Labeled-object pointing entries
▶

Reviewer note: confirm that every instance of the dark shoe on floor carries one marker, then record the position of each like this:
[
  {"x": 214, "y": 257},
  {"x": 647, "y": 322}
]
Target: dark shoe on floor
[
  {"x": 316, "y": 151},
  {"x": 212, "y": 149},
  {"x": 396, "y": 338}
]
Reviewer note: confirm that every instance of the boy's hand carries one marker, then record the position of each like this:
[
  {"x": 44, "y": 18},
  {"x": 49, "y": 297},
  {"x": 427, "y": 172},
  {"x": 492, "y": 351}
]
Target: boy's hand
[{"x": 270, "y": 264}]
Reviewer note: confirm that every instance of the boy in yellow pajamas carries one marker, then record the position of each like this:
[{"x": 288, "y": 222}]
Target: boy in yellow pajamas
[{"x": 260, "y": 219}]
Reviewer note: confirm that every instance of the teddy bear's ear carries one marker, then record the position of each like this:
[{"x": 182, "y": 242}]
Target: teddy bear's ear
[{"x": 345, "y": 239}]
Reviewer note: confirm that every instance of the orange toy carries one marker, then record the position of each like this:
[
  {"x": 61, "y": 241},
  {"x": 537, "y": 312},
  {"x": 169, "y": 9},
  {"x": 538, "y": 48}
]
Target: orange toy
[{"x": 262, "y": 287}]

◀

• **TASK OBJECTIVE**
Echo the lines above word for word, from start to finish.

• **TASK OUTPUT**
Reviewer note: confirm that every instance of the dark shoe on floor carries one marker, then record the position of each like this:
[
  {"x": 214, "y": 257},
  {"x": 647, "y": 322}
]
Target: dark shoe on floor
[
  {"x": 316, "y": 151},
  {"x": 212, "y": 149},
  {"x": 396, "y": 338}
]
Reviewer note: confirm that every instance of the boy's hand carries one marker, then record the position of each like this:
[
  {"x": 44, "y": 18},
  {"x": 49, "y": 297},
  {"x": 427, "y": 172},
  {"x": 492, "y": 351}
]
Target: boy's hand
[{"x": 270, "y": 264}]
Reviewer note: confirm that every instance of the boy in yellow pajamas carries one marker, then record the position of each like this:
[{"x": 288, "y": 222}]
Target: boy in yellow pajamas
[{"x": 260, "y": 219}]
Reviewer note: confirm that every instance of the teddy bear's ear carries one marker, then record the position of each like this:
[{"x": 182, "y": 242}]
Target: teddy bear's ear
[{"x": 345, "y": 239}]
Reviewer note: confirm that every instance of the orange toy carries one marker, then record the position of each like this:
[
  {"x": 61, "y": 241},
  {"x": 537, "y": 312},
  {"x": 169, "y": 9},
  {"x": 538, "y": 48}
]
Target: orange toy
[{"x": 262, "y": 287}]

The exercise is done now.